Eliminate dependencies, don’t document or accommodate them.

This morning at some ungodly hour, I got an email from Tereza Simunkova, responding to my guest blog on estimation on Mike Cohn’s site. Unless there are several women of that name in Scrum, my Google-fu tells me that she is in Prague. (Is it scary, or wonderful, or both, that we can connect across so many miles and talk about things that matter to us? I hope it’s wonderful.)

Tereza told me that she used to use story estimates in planning but that they have given it up. She went on to say that her teams sort out their dependencies using a kind of “scrum-of-scrums” meeting. They make a point of having the meetings even when they think everything is clear. She said “So we do not suppose, we explain and explain.”

What Tereza told me sounds effective and wise, and I encouraged her to write a blog or give a presentation, perhaps at the Scrum Gathering coming up in Prague late this year.

Tereza’s note reminded me of something that happened during our SAFe training.

No red yarn. Eliminate dependencies.

The Scaled Agile Framework (SAFe) uses an “all-hands meeting” to plan a “release train”, which is a series of Sprints leading to a software release. What’s not to like about this? Well, pretty much everything, but they say that it works. And, oddly enough, they pretend one that we did in our class worked, although perhaps not as intended.

Roughly speaking, the planning people in an organization using SAFe figure out a lot of what needs to be done and assign it to their many teams in some way that they think makes sense. Then there is a multi-day all hands meeting, where literally everyone on the project, as many as 250 people, get together and sort out the real plan. Sounds like fun, doesn’t it?

::::

[Required work] Pick up the blog post on eliminating dependencies after its last sentence and keep writing it. The rows that follow have no connection to the text above.

[Entries provided]
::::

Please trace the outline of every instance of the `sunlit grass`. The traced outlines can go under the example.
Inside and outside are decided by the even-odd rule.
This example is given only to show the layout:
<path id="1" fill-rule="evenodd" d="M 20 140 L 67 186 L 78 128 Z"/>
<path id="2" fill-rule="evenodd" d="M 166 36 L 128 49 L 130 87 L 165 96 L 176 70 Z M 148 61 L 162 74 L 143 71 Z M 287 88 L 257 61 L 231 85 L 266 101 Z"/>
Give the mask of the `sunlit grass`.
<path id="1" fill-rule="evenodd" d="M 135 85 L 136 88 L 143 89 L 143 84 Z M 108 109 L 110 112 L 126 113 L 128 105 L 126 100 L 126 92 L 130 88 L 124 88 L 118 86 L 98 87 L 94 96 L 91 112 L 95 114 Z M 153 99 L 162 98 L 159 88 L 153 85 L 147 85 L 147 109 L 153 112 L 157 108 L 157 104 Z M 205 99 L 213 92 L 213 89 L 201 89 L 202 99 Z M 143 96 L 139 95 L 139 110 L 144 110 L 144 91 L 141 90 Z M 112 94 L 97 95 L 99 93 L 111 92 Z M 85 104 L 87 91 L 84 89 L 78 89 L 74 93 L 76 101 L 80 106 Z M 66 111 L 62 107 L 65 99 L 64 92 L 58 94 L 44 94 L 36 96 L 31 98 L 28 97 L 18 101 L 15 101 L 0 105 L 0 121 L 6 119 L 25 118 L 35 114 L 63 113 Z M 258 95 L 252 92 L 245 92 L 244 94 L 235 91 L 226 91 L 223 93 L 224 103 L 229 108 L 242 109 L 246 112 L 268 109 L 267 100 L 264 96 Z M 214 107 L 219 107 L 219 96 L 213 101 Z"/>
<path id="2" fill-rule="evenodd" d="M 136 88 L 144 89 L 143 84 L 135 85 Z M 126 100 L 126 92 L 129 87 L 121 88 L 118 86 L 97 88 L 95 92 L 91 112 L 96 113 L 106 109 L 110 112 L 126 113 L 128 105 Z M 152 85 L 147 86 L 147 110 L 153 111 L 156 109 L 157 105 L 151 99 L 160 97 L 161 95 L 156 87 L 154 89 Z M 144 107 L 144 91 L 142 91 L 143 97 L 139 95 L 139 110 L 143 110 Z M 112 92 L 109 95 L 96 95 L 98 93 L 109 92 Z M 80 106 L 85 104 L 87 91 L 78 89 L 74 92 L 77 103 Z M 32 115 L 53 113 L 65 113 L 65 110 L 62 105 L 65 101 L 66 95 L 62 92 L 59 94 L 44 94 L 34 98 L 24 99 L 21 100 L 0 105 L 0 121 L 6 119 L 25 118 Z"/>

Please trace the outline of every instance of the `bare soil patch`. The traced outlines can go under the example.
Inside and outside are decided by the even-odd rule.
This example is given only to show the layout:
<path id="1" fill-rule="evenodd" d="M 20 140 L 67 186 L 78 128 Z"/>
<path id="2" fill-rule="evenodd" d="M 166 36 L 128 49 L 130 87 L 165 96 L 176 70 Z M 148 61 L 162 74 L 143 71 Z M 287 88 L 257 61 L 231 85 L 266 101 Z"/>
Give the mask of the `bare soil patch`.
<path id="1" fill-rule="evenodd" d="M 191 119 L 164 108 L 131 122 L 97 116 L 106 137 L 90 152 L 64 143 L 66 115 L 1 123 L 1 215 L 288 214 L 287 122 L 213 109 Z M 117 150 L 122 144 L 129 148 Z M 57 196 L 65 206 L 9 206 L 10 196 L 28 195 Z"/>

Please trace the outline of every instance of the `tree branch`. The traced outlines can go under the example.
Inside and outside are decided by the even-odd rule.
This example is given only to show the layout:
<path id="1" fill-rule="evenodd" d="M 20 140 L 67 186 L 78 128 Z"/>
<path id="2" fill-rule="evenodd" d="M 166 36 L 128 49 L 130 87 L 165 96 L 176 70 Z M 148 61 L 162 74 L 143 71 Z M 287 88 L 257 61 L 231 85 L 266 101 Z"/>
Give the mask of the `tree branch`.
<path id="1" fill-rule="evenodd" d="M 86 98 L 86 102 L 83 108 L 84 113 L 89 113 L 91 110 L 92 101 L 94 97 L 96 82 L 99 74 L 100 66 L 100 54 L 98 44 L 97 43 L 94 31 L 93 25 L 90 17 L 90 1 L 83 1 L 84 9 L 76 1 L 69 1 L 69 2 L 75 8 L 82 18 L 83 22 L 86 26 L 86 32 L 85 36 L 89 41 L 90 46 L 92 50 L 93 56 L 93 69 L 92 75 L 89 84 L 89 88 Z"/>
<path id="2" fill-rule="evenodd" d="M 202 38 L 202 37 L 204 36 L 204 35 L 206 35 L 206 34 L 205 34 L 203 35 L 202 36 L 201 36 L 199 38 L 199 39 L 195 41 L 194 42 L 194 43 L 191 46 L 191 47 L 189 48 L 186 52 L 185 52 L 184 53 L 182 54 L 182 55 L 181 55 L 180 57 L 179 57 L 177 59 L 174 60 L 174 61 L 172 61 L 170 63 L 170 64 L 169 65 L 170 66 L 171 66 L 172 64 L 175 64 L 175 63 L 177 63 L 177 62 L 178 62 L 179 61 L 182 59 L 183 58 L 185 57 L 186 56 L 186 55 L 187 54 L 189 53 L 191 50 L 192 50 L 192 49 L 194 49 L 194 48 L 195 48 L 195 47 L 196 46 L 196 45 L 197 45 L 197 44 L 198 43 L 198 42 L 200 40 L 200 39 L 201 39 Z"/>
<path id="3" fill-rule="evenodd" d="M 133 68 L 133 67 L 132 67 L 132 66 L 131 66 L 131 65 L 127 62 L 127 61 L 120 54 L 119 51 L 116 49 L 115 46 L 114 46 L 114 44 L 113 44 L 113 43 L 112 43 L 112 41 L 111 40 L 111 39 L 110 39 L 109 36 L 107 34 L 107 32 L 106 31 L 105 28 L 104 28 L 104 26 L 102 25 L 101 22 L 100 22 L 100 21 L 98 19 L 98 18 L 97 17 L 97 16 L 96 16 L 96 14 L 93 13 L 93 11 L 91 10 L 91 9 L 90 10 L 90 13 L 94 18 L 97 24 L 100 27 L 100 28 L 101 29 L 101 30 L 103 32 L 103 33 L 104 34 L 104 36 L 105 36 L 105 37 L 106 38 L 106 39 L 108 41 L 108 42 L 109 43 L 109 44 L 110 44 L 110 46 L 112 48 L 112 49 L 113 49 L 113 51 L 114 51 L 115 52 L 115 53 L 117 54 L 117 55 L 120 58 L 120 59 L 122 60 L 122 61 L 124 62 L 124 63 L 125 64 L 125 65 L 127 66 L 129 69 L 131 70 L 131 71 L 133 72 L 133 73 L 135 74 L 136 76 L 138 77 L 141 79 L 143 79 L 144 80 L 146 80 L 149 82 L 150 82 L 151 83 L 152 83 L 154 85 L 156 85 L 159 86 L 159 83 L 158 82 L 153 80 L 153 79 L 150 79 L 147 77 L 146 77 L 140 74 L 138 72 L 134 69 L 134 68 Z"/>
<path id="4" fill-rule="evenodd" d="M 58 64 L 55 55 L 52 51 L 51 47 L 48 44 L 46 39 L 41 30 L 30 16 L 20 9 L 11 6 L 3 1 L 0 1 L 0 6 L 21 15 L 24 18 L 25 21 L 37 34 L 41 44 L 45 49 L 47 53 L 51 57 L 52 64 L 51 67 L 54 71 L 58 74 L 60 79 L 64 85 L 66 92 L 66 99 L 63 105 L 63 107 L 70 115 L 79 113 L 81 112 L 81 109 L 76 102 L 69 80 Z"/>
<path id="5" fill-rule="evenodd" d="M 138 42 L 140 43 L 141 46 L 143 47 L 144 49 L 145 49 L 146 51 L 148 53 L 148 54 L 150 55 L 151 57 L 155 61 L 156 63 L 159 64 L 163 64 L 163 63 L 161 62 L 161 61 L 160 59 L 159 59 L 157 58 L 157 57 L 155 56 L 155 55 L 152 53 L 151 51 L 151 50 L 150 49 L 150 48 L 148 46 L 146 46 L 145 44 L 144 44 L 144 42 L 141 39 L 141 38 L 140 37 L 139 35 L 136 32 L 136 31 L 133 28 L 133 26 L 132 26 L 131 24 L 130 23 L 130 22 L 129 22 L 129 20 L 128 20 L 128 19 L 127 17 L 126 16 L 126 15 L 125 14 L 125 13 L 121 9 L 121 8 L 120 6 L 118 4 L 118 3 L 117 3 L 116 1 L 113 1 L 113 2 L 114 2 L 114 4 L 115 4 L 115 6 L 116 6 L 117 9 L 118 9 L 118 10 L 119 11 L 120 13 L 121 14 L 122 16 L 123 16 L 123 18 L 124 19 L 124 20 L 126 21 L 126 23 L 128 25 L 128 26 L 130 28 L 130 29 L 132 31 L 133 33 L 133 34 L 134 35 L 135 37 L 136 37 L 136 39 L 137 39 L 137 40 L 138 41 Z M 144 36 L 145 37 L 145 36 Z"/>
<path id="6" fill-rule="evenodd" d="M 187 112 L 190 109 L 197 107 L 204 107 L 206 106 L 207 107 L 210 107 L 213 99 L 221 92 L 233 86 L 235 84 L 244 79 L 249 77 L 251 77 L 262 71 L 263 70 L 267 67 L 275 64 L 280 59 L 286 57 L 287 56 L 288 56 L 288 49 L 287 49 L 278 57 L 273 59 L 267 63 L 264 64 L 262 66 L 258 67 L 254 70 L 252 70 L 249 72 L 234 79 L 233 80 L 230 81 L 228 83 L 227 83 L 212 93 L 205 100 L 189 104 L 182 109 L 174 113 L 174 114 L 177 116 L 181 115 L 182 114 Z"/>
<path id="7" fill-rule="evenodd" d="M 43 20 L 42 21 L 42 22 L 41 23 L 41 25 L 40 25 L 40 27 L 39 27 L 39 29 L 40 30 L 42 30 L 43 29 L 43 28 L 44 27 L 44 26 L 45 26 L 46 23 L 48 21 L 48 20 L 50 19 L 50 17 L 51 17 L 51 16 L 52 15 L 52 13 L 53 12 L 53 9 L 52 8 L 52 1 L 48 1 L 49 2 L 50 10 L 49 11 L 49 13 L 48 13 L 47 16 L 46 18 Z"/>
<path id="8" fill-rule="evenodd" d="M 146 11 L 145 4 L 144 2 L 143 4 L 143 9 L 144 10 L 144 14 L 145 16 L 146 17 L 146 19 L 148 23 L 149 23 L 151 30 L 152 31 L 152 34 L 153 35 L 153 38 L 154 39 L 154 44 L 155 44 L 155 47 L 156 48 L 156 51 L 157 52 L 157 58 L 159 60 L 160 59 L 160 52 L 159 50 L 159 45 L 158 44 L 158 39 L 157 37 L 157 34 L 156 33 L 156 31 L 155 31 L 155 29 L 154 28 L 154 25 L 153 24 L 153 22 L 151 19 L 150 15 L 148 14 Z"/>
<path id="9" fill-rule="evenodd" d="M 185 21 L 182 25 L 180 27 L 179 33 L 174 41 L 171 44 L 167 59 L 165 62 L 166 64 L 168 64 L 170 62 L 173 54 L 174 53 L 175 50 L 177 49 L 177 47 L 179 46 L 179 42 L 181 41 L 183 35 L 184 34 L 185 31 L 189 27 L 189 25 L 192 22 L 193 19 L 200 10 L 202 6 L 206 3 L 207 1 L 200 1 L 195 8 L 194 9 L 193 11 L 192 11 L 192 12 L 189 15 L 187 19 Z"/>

::::

[Reply]
Red Yarn

In our class, we had five or six tables of people and they handed us a made-up project. Each table got a bunch of cards indicating what they had to do in the pretend project. Then we had a small all hands meeting. We were told to wind up with the project cards up on a whiteboard, showing the various teams and what they were doing, and with red yarn – yes, yarn – drawn between the cards showing dependencies. We did wind up with that but something else happened first.

At first, Chet and I had thought we’d just sit quietly and cooperatively, and let things happen. But we couldn’t resist. It quickly became obvious that every team had dependencies on every other and that the work was going to take many times longer than necessary as things were handed back and forth. We just couldn’t stand it.

So we began to go from team to team. If they had something we depended on, we either traded that card for one of ours, or often just convinced them to take our dependency card as well as their own. Essentially, we didn’t document the dependencies, we eliminated them by allocating the work in a sensible way. By the time we were done, there were very few remaining dependencies, and most of the teams had a nice linear flow of work to do.

Our team had a particularly light load, but I’m sure that was just a coincidence and was in no way due to Chet’s skill at convincing teams to help us out by taking our card that depended on theirs, somehow without giving anything back to us to do. Funny how statistical variation does things like that sometimes.

Does this always happen?

Our toy all hands meeting came out with a really good result: a much better plan than they gave us going in. Our instructors were all “Sure, that’s exactly what happens, the teams just figure it all out”. I’d say we were “cautiously optimistic” about that. With 250 people there, it would be really difficult to have everyone running around negotiating, and Chet and I think we are special. On the other hand, among 250 people there surely are some even more special people, so perhaps it could happen. I’d have to see one of those meetings to be sure, and even then I might remain concerned at how badly an all hands meeting could go.

That said, there’s no doubt in my mind that when the program-level people allocate plan components to teams, they’ll inject many more dependencies than are necessary, because they just can’t really know what the teams can do. In addition, many organizations have strange silos of specialization, and these cause dependencies that are often unnecessary.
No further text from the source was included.